══ Task material

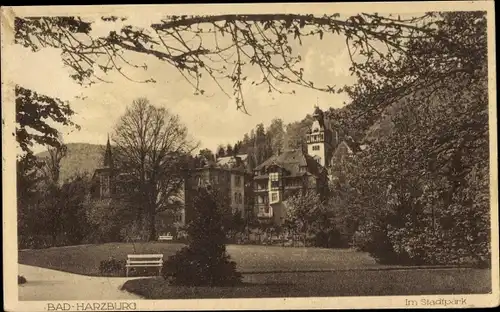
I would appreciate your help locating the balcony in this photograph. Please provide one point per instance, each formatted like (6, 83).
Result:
(263, 214)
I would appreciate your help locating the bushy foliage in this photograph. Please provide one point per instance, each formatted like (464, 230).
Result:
(204, 262)
(420, 193)
(112, 267)
(21, 280)
(49, 213)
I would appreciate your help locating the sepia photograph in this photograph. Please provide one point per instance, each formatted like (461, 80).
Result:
(306, 155)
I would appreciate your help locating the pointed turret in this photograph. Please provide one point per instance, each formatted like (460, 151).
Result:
(108, 158)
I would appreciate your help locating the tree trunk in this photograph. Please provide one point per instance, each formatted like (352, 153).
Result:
(152, 226)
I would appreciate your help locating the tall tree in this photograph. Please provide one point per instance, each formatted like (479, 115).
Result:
(220, 151)
(207, 154)
(263, 41)
(152, 145)
(36, 115)
(303, 212)
(229, 150)
(204, 262)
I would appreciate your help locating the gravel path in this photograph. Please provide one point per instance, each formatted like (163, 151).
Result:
(45, 284)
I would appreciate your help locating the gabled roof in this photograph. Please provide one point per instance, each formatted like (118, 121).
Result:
(292, 161)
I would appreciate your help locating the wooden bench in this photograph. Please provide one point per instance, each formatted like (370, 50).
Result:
(145, 260)
(165, 237)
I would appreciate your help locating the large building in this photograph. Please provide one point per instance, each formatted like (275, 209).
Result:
(260, 193)
(231, 182)
(293, 171)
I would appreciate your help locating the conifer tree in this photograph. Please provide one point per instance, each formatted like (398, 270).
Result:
(204, 262)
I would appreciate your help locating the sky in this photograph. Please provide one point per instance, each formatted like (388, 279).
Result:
(211, 119)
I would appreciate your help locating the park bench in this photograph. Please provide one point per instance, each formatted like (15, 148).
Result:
(165, 237)
(145, 260)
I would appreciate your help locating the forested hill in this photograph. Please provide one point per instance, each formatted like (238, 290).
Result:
(261, 142)
(80, 158)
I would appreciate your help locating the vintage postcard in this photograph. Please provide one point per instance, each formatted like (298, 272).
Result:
(249, 156)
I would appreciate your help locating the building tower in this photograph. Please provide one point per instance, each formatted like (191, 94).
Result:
(319, 139)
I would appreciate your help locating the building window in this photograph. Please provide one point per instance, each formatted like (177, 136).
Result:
(274, 178)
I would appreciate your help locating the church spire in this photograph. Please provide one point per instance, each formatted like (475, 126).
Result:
(108, 158)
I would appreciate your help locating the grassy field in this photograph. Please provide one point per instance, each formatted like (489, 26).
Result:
(271, 271)
(85, 259)
(322, 284)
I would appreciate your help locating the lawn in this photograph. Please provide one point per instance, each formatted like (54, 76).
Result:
(271, 271)
(326, 284)
(85, 259)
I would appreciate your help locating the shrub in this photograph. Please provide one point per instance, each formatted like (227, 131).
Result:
(21, 280)
(112, 267)
(204, 262)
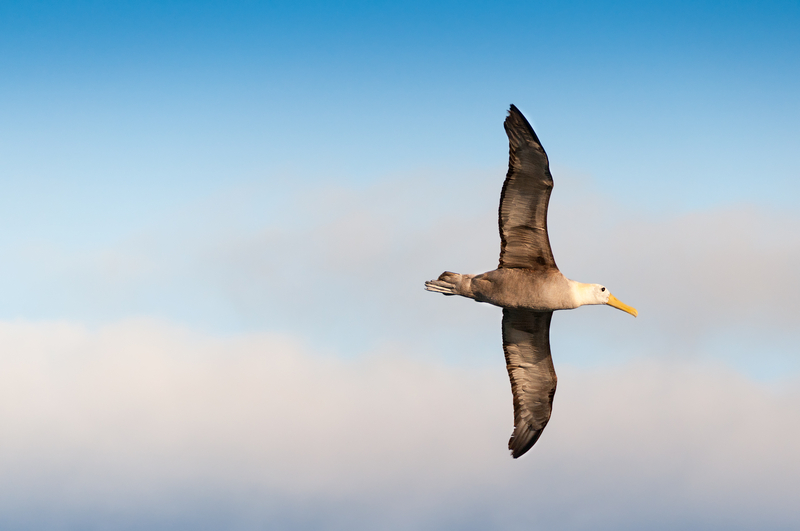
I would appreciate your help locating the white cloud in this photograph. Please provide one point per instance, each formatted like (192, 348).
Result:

════

What to produce
With the line containing "I would appreciate your help locating the white" as the start, transcribe each line through the end of the listing above, exactly and only.

Solved problem
I would appreciate your help locating the white cloud in this photograph. Please provide one point per instance, each formatted like (192, 348).
Result:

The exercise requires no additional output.